PASSAGE RETENU:
━━━━━━━━

Cet accord comprenait huit protocoles dont la mise en œuvre était supervisée par les délégués des parties et par les missions des Nations Unies et de l’Église Catholique. Les parties ont demandé au Conseil de Sécurité des Nations Unies de vérifier et de surveiller le cessez-le-feu 6, qui a été en vigueur pendant 101 jours, à compter du 1er octobre 2018, et qui a eu des résultats importants.

En octobre 2017, dans les conditions favorisées par le cessez-le-feu, les parties en présence ont développé des activités pédagogiques dans différentes régions du pays, afin de s’y conformer dans leurs différentes et respectives structures et territoires de l’ELN.

━━━━━━━━

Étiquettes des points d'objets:
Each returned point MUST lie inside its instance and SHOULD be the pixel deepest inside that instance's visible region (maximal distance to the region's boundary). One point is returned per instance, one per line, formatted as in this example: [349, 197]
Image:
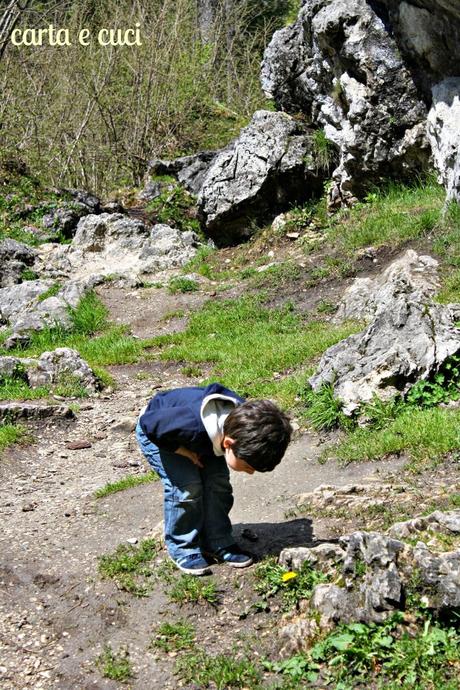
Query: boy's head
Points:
[258, 433]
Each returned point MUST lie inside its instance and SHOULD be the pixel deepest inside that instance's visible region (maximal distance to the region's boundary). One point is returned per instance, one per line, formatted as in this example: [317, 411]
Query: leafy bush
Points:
[380, 654]
[324, 409]
[443, 386]
[106, 112]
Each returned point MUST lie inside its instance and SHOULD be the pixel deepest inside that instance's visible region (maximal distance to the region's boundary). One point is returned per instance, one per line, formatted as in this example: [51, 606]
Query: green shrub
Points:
[323, 409]
[222, 671]
[10, 434]
[379, 655]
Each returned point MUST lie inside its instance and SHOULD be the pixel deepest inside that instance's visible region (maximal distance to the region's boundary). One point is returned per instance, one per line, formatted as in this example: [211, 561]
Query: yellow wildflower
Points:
[288, 576]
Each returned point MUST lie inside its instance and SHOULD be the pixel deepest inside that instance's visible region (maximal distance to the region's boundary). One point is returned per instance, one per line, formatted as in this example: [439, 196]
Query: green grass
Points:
[182, 284]
[18, 389]
[51, 292]
[391, 216]
[126, 483]
[423, 434]
[115, 665]
[11, 434]
[272, 579]
[221, 671]
[172, 637]
[189, 589]
[129, 566]
[247, 342]
[98, 342]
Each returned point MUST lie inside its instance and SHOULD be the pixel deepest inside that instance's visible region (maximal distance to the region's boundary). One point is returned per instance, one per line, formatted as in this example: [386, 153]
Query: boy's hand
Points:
[194, 457]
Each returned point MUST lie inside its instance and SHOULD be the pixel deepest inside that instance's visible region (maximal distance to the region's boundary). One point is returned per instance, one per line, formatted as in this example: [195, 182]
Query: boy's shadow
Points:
[268, 539]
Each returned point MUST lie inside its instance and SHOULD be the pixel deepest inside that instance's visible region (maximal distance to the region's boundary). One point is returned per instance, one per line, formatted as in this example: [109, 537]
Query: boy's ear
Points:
[228, 442]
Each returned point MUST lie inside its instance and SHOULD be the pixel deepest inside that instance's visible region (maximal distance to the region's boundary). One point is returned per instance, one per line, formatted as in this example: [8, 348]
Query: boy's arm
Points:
[194, 457]
[172, 428]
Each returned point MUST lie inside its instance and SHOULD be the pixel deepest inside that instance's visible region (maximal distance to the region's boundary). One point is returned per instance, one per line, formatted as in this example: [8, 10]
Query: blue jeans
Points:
[197, 501]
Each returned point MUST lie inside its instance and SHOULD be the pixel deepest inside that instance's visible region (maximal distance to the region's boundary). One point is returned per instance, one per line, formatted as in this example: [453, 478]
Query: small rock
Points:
[78, 445]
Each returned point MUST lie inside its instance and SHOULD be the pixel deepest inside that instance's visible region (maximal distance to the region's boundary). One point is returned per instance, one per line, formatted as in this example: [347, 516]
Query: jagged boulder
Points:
[56, 366]
[270, 165]
[340, 65]
[414, 273]
[408, 339]
[26, 307]
[444, 134]
[15, 258]
[378, 573]
[112, 244]
[190, 171]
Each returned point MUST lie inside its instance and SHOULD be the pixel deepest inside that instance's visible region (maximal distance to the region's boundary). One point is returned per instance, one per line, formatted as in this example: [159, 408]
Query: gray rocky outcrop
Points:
[270, 165]
[15, 259]
[57, 366]
[110, 244]
[18, 411]
[190, 171]
[415, 273]
[26, 307]
[340, 65]
[374, 575]
[408, 339]
[444, 134]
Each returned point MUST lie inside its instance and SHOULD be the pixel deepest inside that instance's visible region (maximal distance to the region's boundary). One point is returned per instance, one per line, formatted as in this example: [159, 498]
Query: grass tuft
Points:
[221, 671]
[115, 665]
[128, 566]
[126, 483]
[247, 342]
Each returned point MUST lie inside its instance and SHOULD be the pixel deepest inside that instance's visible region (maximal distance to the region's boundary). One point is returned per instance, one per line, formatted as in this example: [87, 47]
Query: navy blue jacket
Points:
[172, 418]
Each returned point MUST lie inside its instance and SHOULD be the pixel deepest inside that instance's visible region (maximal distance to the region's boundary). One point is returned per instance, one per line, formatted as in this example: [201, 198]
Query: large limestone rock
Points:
[408, 339]
[190, 171]
[26, 307]
[411, 272]
[15, 258]
[267, 167]
[56, 366]
[444, 134]
[377, 573]
[340, 65]
[112, 244]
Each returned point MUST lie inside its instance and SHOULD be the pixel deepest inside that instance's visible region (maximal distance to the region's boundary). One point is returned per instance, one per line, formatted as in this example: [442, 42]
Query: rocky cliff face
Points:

━━━━━━━━

Prolongez le passage sur le cessez-le-feu conclu avec l'ELN en enchaînant après sa dernière phrase. Le listing provient d'une autre source que le passage.

RÉSULTAT FINAL:
Un premier accord sur la participation de la société a permis la tenue d’auditions préparatoires en octobre et novembre dans la ville de Bogota, au cours desquelles les membres de la Table ont eu des échanges directs avec des centaines d’organisations et institutions colombiennes, en écoutant leurs expériences et propositions concernant cette participation et sa méthodologie 7.

Le 3 novembre 2017, un accord a été signé sur un programme spécifique de déminage humanitaire, et le 17 de ce mois, la deuxième audience de la Table au sujet du Chocó a eu lieu (la première a eu lieu le 31 août 2017), pour répondre aux besoins des deux parties, avec la participation des communautés, du gouvernement, de l’ELN et des délégués des organisations civiles de ce département, dans la perspective de s’entendre sur des engagements humanitaires sur ce territoire et de réduire les conséquences du conflit armé sur la population.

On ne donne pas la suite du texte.